▶ Tasks and exercises
1. Reproduce the passage of the Astrolatry article between "Corbett described it" and "for the fences.", inclusive.
2. Answer these from the Astrolatry article:
(a) Which actor plays Elliot?
(b) How many films had David Gordon shot as a cinematographer before this feature debut?
(c) How tall is the creature Corbett describes facing on set?
Source document Start Marker
Astrolatry follows Elliot, played by Ethan Daniel Corbett, who is every ingredient for quiet catastrophe assembled in one man. Socially isolated. Physically isolated. Craving dopamine and finding it in the wrong places. The romance guru pipeline, followed to its logical conclusion. Elliot does not just spiral. He loses a piece of himself, literally, and that piece does not cooperate.

Corbett described it as “a horror satire, a trippy mind-fuck roller coaster” and “a modern retelling of Maniac,” both of which are accurate and neither of which adequately prepares you. Director David Gordon is making his feature debut after shooting 14 films as a cinematographer and he is swinging for the fences.

The Creature

The effects company behind the creature has festival circuit work Corbett had already seen before signing on. He knew what they could do but he was not ready. “When I saw it in person it was kind of mind-blowing,” he said. “Everything that you see in this movie is practical. Very, very little else. It was genuinely terrifying to have a ten-foot creature coming at you with a big mouth and spiky teeth.”

A CG creature asks an actor to imagine something. A ten-foot physical creature on a set asks nothing. It just arrives. The fear on Corbett’s face in those scenes is not a performance. It is the normal reaction to a scorpion dick with sharp teeth.
Source document End Marker
Source data Start Marker
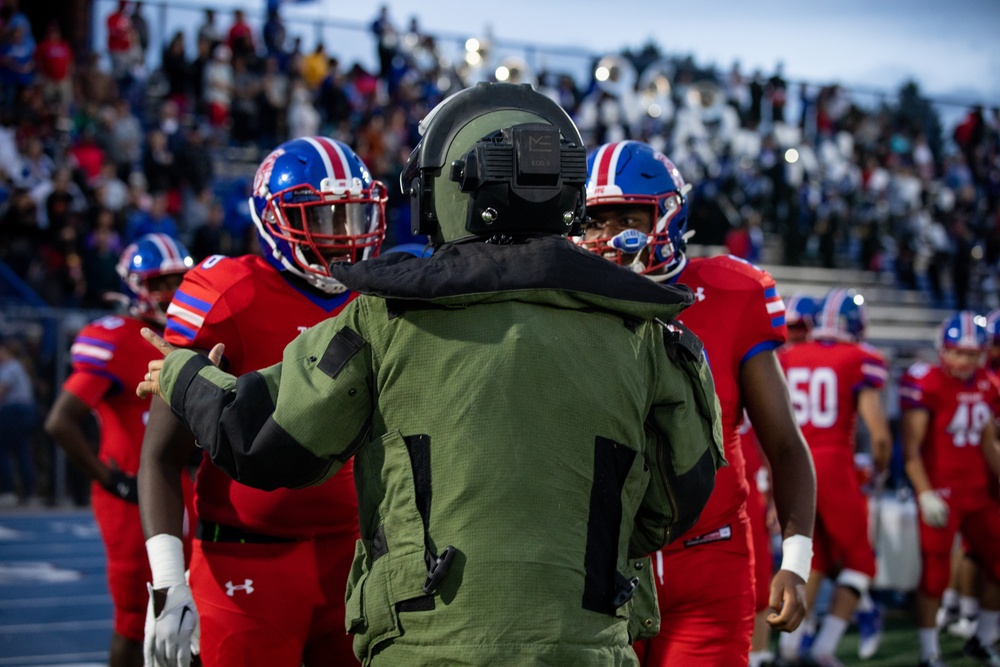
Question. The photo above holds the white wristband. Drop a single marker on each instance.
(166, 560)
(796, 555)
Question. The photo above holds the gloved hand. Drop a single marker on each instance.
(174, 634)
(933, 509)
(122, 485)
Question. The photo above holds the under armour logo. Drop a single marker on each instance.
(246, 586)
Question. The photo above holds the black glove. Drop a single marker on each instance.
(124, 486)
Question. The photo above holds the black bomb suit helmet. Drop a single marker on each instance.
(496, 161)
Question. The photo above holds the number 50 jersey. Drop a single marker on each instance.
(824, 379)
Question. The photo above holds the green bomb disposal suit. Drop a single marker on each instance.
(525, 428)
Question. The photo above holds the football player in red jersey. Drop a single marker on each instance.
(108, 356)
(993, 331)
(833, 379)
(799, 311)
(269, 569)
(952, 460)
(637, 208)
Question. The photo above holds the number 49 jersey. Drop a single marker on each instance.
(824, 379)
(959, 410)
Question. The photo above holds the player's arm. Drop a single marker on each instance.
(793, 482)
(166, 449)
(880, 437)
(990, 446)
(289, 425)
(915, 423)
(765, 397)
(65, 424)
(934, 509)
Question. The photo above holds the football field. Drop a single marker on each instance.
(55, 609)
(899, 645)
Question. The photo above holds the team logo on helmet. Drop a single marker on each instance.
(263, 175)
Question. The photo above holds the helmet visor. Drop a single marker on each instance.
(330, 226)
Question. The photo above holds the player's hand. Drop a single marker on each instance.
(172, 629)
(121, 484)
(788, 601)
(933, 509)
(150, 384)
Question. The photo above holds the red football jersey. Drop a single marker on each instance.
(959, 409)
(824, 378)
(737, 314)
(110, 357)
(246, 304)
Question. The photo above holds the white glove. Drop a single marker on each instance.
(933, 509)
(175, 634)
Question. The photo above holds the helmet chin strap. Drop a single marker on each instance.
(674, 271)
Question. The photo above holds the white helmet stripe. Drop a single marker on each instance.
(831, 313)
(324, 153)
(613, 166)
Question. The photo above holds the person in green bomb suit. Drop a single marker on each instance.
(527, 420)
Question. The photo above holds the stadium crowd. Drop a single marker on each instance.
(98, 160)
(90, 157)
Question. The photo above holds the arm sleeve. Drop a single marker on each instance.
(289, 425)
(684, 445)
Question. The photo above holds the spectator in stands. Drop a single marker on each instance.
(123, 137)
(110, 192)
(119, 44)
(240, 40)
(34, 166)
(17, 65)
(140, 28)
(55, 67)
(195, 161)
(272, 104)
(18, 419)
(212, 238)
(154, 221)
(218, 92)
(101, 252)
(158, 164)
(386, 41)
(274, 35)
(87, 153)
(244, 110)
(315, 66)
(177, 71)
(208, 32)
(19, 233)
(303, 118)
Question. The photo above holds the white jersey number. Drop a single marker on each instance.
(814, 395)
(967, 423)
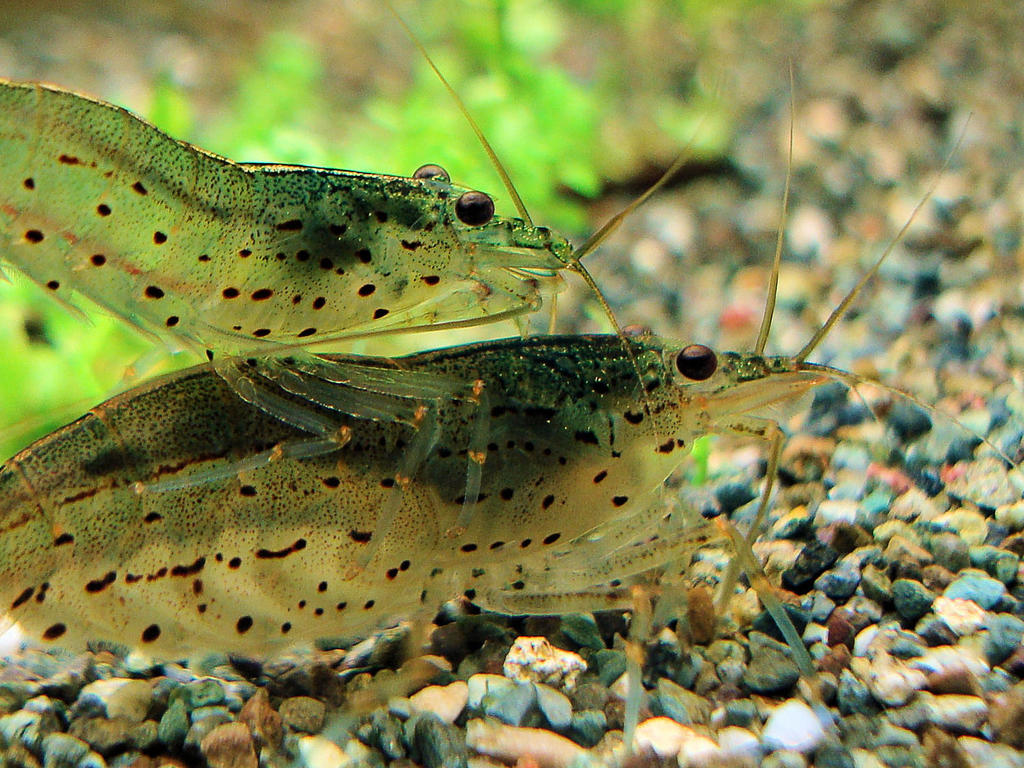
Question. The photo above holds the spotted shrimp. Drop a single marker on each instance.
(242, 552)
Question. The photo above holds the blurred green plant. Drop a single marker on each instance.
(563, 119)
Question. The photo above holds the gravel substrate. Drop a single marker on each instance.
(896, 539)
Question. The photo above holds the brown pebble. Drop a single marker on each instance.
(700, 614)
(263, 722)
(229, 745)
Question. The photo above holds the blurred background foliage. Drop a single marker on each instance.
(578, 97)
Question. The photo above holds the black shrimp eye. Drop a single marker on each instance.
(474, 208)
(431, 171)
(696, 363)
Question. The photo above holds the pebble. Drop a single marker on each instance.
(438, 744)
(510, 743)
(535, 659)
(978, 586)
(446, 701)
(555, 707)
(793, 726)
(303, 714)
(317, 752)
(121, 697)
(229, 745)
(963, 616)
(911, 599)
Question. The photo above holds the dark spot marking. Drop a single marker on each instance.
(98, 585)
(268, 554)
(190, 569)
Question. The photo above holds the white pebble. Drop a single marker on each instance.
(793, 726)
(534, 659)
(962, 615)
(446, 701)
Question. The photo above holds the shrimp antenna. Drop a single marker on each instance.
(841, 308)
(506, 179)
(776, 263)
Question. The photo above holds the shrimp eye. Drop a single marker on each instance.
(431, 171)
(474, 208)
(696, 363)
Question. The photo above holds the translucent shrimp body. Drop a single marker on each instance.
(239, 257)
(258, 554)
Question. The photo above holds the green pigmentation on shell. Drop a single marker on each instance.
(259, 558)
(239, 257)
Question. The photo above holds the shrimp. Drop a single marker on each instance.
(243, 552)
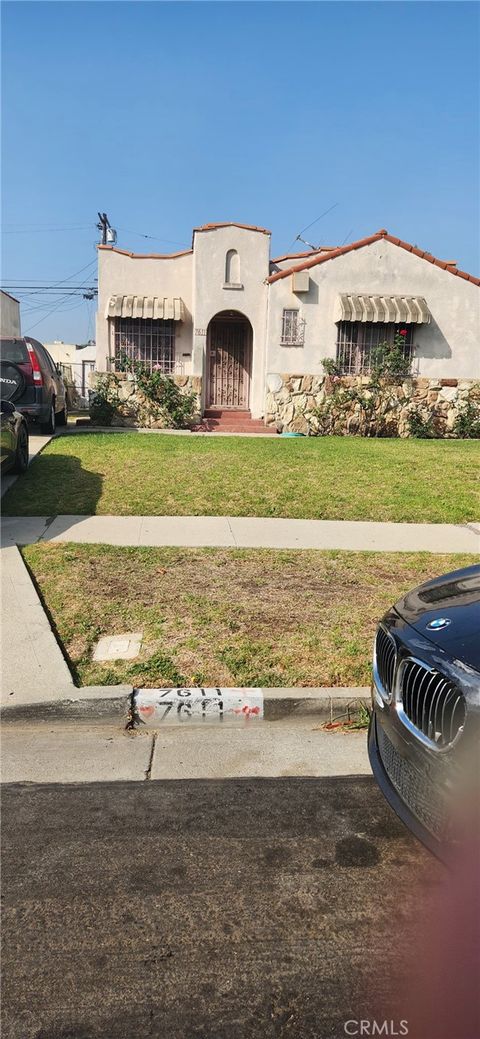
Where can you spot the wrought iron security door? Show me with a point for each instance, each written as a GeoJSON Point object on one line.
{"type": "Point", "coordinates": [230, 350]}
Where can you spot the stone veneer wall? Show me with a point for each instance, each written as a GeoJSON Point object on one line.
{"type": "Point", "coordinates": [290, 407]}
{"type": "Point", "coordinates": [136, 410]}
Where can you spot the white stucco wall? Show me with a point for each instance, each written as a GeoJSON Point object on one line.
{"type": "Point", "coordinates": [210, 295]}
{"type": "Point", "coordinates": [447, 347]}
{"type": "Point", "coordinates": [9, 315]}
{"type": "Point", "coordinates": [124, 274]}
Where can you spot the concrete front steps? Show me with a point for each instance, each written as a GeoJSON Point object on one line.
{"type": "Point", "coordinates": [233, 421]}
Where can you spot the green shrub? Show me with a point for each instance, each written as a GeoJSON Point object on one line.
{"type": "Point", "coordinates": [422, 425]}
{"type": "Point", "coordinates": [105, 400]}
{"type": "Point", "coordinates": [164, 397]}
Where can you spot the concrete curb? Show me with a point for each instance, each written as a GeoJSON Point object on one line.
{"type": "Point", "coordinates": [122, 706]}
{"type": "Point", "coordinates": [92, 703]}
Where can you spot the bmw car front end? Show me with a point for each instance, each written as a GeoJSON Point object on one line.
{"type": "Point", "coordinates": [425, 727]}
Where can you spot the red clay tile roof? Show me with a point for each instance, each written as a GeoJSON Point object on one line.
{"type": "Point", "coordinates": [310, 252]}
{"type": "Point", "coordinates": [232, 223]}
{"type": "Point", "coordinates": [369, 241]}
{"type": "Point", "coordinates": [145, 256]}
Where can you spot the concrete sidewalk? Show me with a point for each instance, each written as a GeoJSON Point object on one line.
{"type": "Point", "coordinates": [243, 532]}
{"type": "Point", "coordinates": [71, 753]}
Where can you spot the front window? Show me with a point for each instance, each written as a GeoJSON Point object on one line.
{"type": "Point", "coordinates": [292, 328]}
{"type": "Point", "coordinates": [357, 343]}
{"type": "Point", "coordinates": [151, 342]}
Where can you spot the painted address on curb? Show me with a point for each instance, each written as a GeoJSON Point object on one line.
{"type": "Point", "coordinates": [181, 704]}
Source data End Marker
▶ List of answers
1.
Corbett described it as “a horror satire, a trippy mind-fuck roller coaster” and “a modern retelling of Maniac,” both of which are accurate and neither of which adequately prepares you. Director David Gordon is making his feature debut after shooting 14 films as a cinematographer and he is swinging for the fences.

2.
(a) Ethan Daniel Corbett
(b) 14
(c) Ten feet